> **Directions for this task**: Convert everything in the listing below, from the line containing "Target: small outbuilding" down to the line containing "column 178, row 171", into a JSON list of strings with one string per line and no blank lines.

> **Supplied records**:
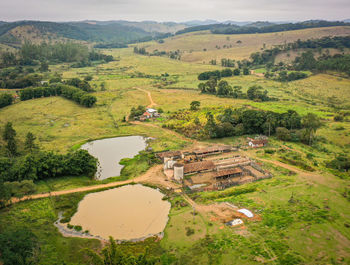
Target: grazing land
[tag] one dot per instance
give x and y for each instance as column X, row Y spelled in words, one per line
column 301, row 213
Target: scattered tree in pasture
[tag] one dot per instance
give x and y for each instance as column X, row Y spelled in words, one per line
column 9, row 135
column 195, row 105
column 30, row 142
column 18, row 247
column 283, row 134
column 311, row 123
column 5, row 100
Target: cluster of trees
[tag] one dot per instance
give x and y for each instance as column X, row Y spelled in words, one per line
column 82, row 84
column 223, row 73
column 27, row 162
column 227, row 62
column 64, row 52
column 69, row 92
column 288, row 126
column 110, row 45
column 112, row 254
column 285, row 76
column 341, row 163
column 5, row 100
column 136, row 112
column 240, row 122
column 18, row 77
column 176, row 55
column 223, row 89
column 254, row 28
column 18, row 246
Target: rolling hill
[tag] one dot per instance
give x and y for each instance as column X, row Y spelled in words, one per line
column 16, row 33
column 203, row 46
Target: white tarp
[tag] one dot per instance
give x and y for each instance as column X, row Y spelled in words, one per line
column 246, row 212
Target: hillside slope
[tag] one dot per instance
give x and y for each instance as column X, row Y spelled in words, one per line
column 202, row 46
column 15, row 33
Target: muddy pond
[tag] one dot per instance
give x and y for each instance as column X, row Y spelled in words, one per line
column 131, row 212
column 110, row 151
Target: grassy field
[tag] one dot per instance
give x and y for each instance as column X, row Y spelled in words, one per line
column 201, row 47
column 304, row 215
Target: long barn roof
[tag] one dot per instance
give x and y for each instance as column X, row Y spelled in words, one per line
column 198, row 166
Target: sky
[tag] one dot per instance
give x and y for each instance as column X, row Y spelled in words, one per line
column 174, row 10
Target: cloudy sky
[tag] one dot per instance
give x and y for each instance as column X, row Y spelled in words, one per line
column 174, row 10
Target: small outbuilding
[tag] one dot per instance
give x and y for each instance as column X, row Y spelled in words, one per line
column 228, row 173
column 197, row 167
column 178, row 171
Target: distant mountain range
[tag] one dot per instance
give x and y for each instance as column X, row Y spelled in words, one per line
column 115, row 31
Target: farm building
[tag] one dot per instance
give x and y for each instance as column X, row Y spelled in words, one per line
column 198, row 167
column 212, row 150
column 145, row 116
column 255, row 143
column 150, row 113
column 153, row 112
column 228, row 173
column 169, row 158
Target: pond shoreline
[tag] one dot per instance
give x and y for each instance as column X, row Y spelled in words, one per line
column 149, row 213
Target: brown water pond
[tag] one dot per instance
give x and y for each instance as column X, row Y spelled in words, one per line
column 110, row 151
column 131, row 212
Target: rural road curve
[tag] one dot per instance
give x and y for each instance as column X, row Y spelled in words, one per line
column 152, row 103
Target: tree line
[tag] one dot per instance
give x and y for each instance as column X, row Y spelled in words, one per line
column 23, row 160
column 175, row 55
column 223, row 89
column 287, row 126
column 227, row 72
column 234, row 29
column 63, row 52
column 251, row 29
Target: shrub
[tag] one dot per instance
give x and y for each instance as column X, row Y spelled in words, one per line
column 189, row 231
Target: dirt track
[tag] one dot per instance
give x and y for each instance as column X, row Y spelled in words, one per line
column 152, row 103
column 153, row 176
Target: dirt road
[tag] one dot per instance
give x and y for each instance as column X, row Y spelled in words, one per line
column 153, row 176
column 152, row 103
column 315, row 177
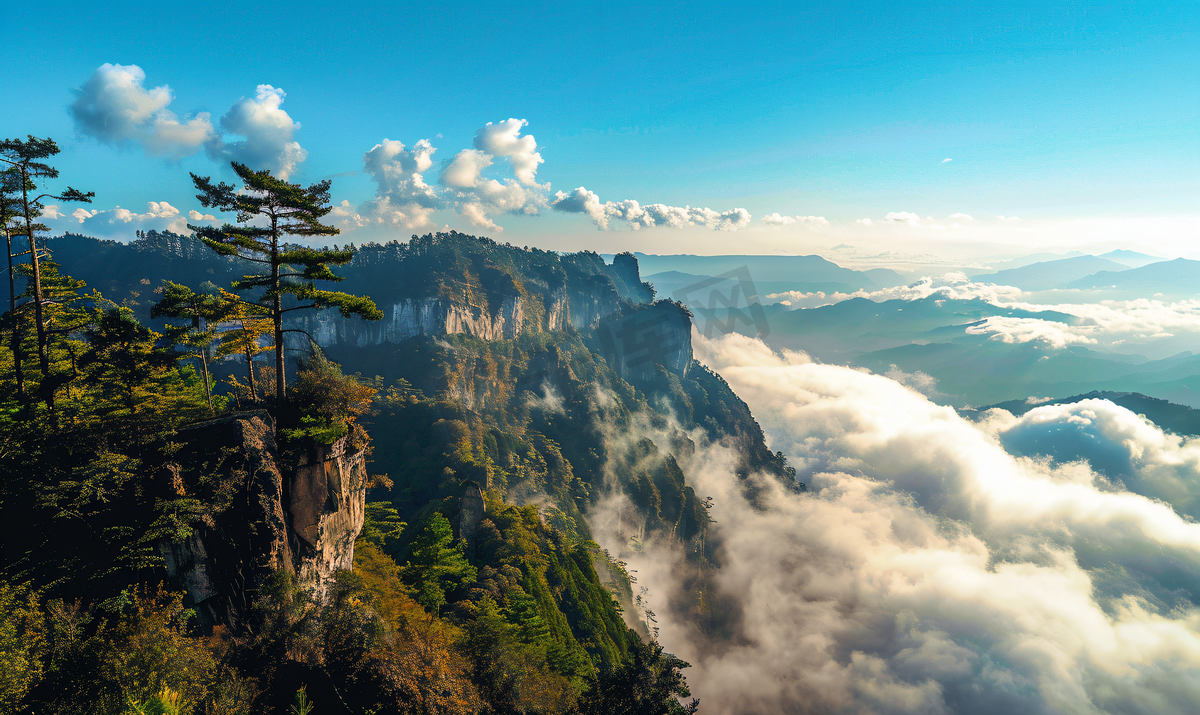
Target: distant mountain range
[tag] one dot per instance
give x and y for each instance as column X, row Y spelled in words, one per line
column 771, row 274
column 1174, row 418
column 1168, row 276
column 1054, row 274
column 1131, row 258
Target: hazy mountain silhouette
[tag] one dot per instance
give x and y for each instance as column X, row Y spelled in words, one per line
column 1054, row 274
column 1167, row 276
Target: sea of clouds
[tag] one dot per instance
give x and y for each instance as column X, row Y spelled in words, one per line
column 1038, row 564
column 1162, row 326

> **Solution to the problem**:
[
  "Target: small outbuilding",
  "[tag] one dot per instance",
  "give x and y for each instance as column X, row Y spelled in words, one per line",
  "column 228, row 173",
  "column 197, row 167",
  "column 178, row 171"
]